= THE TASK =
Rewrite the rows below, swapping "Kindly" for "Please" wherever it occurs and keeping everything else unchanged.

= TASK DATA =
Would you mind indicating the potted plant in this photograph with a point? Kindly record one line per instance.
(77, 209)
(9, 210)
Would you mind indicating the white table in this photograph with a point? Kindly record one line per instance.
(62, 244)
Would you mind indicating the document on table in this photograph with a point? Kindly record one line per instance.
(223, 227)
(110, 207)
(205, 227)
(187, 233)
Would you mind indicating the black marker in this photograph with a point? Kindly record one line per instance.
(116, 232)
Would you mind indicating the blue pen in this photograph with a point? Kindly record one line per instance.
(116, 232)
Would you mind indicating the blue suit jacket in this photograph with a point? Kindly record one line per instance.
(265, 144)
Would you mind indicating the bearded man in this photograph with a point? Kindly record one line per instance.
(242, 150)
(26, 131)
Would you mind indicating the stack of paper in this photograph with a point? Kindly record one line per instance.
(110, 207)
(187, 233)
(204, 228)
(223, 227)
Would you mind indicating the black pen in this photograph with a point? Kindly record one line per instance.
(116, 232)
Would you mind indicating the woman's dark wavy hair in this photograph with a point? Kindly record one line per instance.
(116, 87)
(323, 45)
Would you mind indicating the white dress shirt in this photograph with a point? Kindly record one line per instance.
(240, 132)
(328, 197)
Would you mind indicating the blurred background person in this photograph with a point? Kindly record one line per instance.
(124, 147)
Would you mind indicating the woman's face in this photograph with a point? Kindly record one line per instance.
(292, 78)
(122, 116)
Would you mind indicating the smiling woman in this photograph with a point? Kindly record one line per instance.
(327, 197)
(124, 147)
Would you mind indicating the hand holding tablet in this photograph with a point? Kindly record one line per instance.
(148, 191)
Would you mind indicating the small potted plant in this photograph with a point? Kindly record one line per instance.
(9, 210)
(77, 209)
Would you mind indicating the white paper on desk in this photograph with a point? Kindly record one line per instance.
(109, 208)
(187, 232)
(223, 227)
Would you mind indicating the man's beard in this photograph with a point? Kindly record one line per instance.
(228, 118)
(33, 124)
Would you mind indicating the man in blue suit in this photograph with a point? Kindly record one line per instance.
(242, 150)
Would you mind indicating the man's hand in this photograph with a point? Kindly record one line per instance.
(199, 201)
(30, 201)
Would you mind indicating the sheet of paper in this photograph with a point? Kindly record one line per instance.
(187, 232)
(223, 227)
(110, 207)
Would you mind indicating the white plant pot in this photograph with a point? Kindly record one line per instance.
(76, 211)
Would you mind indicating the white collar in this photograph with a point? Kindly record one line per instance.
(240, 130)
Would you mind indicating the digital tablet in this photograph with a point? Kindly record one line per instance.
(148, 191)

= RESULT OF THIS EXERCISE =
Would you mind indicating the potted plant in this photograph with a point? Please record one line per instance.
(77, 209)
(9, 210)
Would you mind indicating the white table in this photograph with a point? Please record one line per instance.
(62, 244)
Would you mind indicating the document on table in this photograph with a point? Please record one line per instance.
(223, 227)
(110, 207)
(205, 227)
(187, 233)
Would you mind indicating the black marker in this photograph with a point? Please record one line per instance.
(116, 232)
Would you mind indicating the blue pen in this photograph with a point? Please record one line per instance.
(116, 232)
Would you mind indicating the blue suit jacket in this photograph with a point? Please record one line per instance.
(265, 144)
Would you mind indicating the bearded man in this photograph with a point? Please record one line per instance.
(242, 150)
(26, 131)
Would you mind indicating the stack of paper in this photograph with a point? Please record one line per instance.
(110, 207)
(187, 233)
(204, 228)
(223, 227)
Would you mind indicating the black pen in this photograph with a point? Please record one line per instance.
(116, 232)
Would you mind indicating the woman's dark wavy hair in this photograph with a point? Please record one line per instance.
(116, 87)
(323, 45)
Would you mind indicating the white dress shirt in this photograph with a point? Please record one line per instance.
(240, 132)
(328, 197)
Would you mind indicating the blurred background person in this photograph with a point? Please record one line per instance.
(124, 147)
Would you mind indicating the woman's face in this photograph with a point? Please record one line per instance.
(292, 78)
(122, 116)
Would you mind indicating the smiling woman in this photograph with a point? Please record one line per instance.
(327, 197)
(124, 147)
Would you mind indicating the hand holding tablet in this photograph with a point? Please record one line per instance.
(148, 191)
Would you mind indicating the small potted plant in this photograph with a point? Please record one line per instance.
(9, 210)
(77, 209)
Would you mind indicating the white paper on desk in this photograph with a point? Please record one line per instance.
(109, 208)
(187, 232)
(223, 227)
Would you mind indicating the man's beard in this photograph with a point? Please record one line per instance.
(228, 118)
(33, 124)
Would you mind indicating the man in blue suit in this photograph with a point? Please record one line per instance.
(242, 150)
Would you mind indicating the man's hand in this photograph with a point? Please record one line per instance.
(199, 201)
(30, 201)
Would you mind indicating the sheet of paper in this photograph with a point? Please record one line per instance.
(187, 232)
(223, 227)
(110, 207)
Would you mind indicating the white plant pot in this photograph with a point? Please record one line per instance.
(76, 211)
Would you mind indicating the white collar in this photograph with a point? Please record one line per instance.
(240, 130)
Would you mind indicating the digital tablet in this photograph with a point? Please record one line per instance.
(148, 191)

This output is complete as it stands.